Given records Start Marker

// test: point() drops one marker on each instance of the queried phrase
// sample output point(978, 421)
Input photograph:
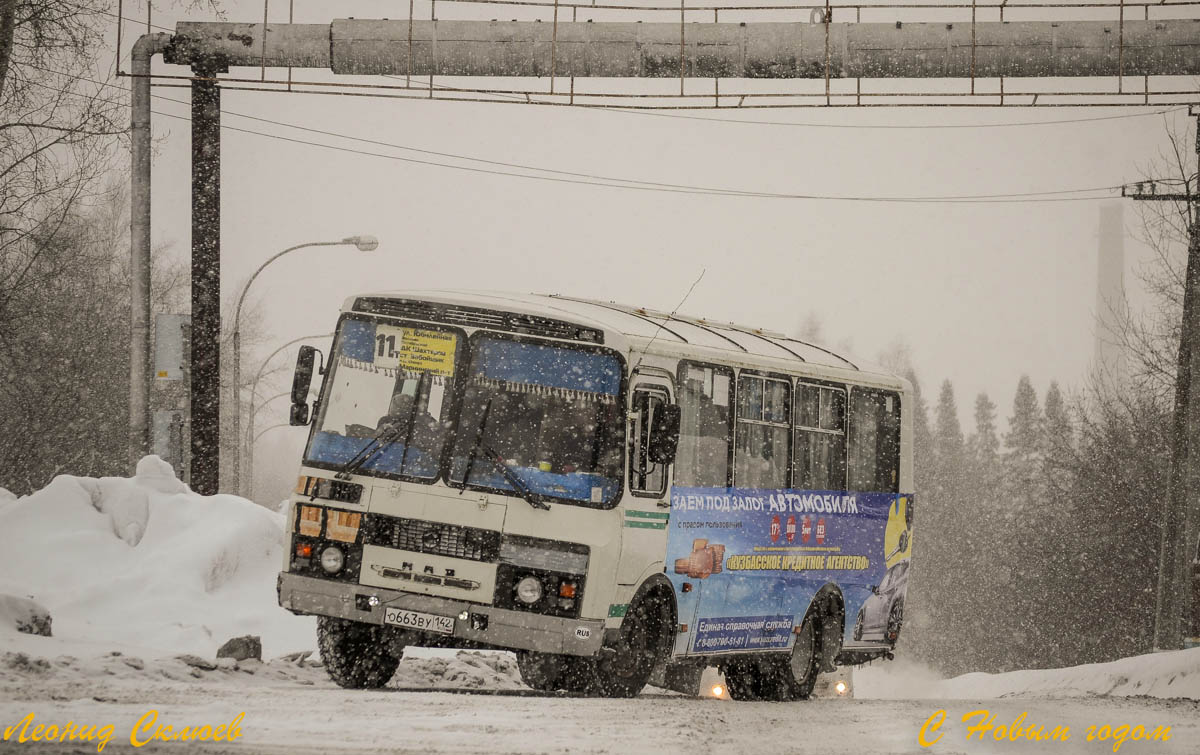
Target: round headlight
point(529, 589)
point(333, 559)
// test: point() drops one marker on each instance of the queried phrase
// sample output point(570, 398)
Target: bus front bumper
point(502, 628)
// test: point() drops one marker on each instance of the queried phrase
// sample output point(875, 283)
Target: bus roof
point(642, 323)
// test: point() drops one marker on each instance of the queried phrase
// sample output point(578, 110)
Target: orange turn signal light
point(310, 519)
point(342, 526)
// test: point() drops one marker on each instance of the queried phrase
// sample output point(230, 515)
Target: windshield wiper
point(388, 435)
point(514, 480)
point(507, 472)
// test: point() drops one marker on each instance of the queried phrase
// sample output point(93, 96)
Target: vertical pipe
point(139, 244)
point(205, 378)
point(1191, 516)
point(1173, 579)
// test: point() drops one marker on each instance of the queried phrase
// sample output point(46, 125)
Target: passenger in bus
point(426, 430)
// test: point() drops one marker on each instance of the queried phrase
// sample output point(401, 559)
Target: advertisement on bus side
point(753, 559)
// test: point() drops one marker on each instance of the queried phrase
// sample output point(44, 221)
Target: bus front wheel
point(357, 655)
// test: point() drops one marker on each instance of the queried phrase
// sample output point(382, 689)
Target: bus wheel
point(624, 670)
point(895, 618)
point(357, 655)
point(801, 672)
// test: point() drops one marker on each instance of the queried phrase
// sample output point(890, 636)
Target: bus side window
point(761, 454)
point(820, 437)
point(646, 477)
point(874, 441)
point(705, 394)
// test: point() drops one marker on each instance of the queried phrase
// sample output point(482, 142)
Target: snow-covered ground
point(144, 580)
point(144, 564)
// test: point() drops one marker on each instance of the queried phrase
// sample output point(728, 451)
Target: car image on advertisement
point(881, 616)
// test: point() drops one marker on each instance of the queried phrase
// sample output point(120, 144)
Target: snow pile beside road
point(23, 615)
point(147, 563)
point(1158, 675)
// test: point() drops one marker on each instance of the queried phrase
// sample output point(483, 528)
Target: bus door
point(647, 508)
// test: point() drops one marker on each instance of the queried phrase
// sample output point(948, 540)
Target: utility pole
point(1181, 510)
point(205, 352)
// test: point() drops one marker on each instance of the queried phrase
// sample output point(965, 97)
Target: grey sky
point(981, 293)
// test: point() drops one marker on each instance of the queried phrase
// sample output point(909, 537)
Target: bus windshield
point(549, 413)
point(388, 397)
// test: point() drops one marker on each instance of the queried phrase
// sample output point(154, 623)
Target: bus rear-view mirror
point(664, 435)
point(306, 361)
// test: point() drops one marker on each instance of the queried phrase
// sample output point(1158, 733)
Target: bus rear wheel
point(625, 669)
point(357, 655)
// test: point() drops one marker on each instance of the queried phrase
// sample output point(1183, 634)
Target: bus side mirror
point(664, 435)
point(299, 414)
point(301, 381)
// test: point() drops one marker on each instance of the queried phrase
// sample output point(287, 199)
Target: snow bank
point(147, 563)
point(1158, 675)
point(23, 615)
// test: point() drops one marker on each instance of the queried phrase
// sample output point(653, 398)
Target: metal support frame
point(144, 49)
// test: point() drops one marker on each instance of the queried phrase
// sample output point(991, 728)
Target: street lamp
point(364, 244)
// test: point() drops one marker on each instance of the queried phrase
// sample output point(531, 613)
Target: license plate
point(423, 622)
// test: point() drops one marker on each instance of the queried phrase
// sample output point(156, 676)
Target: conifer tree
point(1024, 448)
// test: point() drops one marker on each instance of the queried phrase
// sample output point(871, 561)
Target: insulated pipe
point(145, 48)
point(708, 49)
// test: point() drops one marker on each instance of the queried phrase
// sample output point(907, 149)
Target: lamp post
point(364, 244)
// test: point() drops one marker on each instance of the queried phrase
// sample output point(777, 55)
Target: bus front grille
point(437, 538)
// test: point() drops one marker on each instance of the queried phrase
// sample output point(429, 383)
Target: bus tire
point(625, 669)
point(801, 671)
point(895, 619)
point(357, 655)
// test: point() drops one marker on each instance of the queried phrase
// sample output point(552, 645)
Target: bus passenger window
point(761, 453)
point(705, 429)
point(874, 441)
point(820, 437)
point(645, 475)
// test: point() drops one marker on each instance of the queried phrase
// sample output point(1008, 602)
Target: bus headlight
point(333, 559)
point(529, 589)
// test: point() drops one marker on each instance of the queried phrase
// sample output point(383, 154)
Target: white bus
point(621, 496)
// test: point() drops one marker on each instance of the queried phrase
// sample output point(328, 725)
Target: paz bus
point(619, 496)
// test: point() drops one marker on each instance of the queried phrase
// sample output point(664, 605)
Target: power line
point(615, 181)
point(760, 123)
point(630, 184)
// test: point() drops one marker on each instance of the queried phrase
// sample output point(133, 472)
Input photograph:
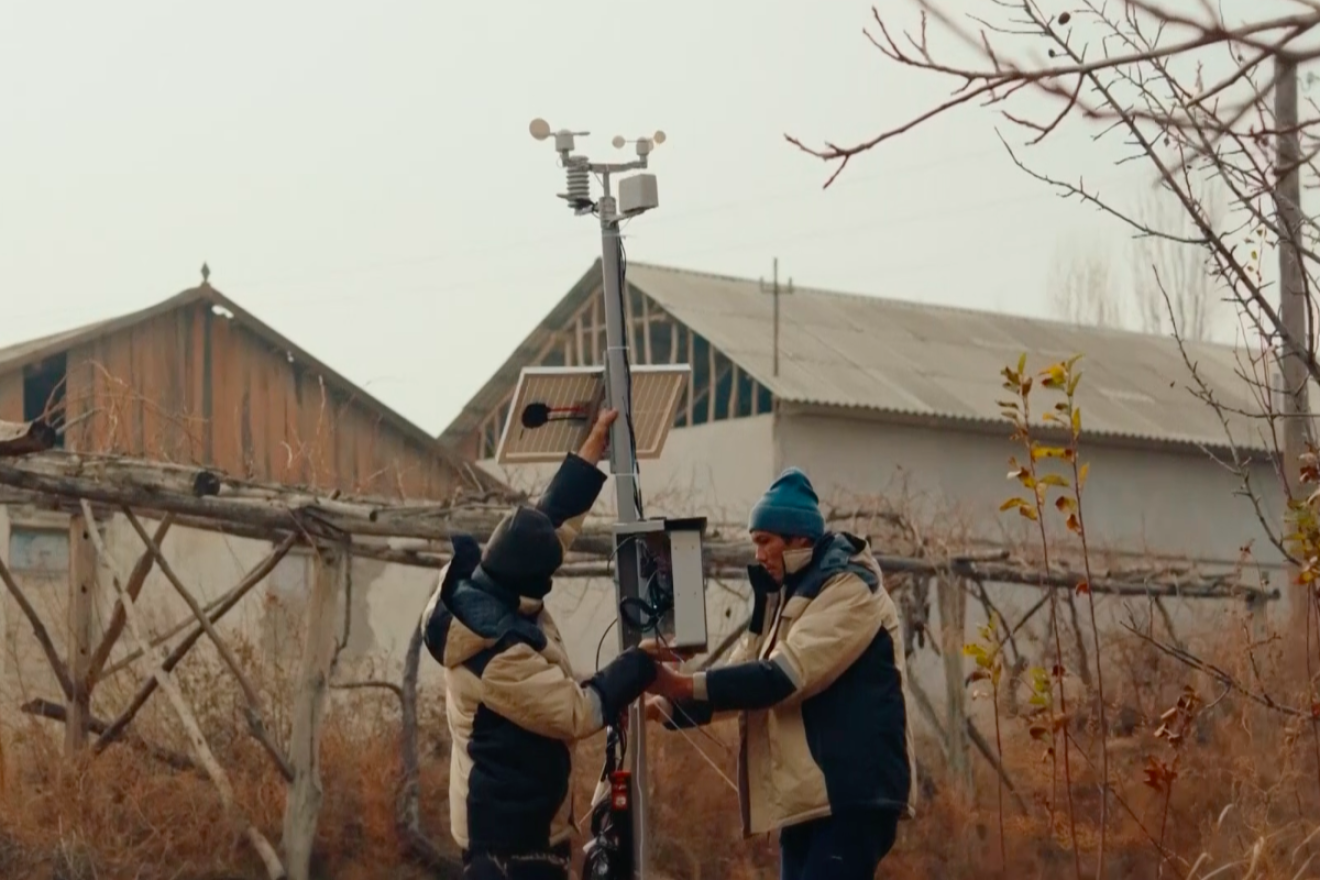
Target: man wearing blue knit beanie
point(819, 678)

Given records End Marker
Given records Start Marker

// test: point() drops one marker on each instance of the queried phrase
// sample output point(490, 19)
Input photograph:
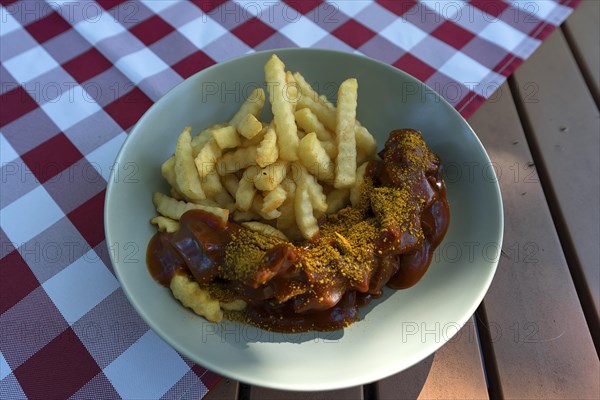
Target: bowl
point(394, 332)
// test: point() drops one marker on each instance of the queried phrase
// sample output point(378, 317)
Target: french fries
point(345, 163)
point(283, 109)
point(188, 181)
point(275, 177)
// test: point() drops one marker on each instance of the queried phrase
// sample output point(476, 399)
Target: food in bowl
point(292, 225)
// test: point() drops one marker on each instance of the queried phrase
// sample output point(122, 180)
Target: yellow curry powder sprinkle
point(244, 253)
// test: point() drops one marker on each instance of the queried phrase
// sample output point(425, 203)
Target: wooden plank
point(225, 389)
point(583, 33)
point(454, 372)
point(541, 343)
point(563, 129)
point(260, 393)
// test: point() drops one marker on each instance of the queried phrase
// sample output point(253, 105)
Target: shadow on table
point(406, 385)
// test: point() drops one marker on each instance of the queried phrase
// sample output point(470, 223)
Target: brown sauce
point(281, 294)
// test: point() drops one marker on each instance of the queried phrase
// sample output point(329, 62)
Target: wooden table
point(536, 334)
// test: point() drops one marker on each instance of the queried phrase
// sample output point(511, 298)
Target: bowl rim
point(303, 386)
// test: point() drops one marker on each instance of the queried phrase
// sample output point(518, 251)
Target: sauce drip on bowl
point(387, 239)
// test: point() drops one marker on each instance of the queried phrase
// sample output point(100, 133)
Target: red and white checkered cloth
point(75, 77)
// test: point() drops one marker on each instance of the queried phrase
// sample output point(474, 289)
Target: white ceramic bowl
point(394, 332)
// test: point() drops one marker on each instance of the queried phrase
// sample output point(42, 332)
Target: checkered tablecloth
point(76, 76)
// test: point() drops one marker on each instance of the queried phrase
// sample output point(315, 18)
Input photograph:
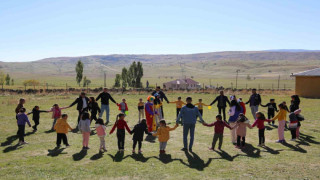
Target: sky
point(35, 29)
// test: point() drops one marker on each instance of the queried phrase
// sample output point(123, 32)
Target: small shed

Given records End Marker
Given records Start Marker

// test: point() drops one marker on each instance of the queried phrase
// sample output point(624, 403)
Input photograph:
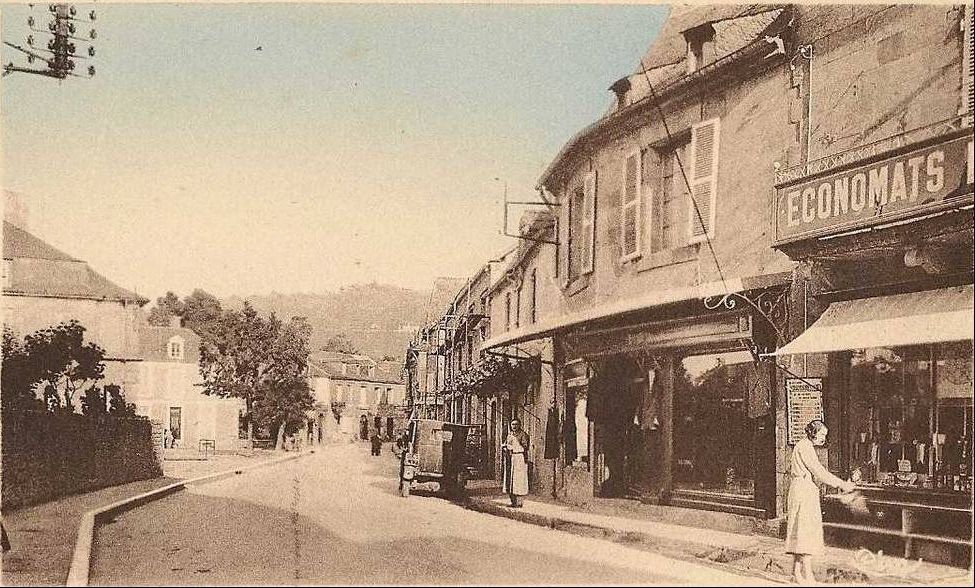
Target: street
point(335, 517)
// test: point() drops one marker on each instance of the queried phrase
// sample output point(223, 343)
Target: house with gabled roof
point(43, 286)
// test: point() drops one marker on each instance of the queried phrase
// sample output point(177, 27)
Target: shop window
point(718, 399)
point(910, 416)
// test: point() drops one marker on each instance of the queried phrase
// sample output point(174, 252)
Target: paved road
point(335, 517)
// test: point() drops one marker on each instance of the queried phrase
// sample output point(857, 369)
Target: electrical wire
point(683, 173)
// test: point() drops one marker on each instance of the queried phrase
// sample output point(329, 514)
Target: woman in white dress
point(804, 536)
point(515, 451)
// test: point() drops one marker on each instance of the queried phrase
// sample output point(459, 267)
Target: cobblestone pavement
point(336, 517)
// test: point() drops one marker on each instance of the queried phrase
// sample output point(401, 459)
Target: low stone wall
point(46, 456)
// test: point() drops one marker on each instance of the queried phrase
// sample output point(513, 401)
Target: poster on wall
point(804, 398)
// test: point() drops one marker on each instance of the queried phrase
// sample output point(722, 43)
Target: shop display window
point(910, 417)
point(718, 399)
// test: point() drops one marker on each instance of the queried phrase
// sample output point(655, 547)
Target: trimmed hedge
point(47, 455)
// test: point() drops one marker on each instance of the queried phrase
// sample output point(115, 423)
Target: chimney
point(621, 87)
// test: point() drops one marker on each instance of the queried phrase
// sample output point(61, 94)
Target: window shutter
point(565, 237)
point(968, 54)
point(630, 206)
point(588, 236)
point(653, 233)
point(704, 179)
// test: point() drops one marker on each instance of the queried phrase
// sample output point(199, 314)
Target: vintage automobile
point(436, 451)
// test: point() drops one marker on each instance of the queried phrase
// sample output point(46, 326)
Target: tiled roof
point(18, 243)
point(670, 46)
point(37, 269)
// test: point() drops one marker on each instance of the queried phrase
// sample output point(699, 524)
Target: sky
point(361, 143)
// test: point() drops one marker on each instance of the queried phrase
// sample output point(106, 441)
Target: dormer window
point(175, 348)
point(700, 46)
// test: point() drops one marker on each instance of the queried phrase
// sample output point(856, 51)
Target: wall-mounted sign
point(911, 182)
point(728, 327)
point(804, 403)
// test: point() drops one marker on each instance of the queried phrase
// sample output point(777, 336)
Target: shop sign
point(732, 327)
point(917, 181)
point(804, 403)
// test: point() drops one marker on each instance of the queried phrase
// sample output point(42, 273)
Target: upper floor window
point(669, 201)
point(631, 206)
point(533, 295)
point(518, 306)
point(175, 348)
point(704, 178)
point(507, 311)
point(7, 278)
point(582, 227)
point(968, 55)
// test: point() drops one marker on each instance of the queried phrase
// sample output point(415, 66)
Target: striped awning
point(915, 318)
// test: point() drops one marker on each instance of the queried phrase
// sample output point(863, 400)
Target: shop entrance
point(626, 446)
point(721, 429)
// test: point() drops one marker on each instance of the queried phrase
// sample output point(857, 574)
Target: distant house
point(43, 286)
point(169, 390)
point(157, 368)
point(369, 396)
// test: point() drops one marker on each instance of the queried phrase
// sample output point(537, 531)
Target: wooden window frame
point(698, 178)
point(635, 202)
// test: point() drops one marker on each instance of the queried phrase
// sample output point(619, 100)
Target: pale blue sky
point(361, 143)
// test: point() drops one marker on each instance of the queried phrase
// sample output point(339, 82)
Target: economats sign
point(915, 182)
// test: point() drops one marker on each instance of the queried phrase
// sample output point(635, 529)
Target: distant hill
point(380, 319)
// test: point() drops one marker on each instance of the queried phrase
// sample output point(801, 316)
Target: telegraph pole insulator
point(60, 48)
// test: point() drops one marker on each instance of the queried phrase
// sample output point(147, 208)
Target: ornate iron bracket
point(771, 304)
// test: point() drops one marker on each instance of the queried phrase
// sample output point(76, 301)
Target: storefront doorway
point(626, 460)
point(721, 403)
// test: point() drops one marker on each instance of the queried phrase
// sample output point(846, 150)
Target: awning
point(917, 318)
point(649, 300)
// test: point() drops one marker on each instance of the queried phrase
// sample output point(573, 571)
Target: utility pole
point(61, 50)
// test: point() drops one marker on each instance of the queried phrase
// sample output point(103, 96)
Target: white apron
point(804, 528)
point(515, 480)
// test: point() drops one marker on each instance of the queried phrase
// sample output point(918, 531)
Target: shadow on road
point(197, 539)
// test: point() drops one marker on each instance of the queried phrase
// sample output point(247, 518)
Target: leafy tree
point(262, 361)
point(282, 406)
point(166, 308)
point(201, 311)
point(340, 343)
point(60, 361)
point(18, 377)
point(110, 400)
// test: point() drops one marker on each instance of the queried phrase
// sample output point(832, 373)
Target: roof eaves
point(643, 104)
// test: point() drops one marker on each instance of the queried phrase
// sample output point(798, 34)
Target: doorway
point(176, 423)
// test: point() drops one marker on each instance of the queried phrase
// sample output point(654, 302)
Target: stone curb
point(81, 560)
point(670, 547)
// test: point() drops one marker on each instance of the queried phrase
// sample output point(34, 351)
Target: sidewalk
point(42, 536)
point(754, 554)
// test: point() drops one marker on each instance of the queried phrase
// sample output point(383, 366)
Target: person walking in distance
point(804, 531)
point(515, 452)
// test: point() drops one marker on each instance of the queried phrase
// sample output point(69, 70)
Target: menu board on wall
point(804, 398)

Given records End Marker

— Your instructions —
Look back over the records above. Reproduce exactly everything from the line with "output point(978, 421)" down to the line with "output point(230, 515)", inclusive, and leave the pictures out.

— Written solution —
// sample output point(978, 421)
Input photograph:
Target: round headlight
point(529, 589)
point(333, 559)
// test: point() drops one marker on each instance of the queried phrase
// sample output point(570, 398)
Target: bus front bumper
point(502, 628)
// test: point() drops one marker on each instance of the queried phrase
// sample output point(875, 283)
Target: bus roof
point(642, 323)
// test: point() drops one marker on each instance of the queried phrase
// sample output point(578, 110)
Target: orange turn signal light
point(310, 519)
point(342, 526)
// test: point() drops one marker on each instance of the queried phrase
// sample output point(230, 515)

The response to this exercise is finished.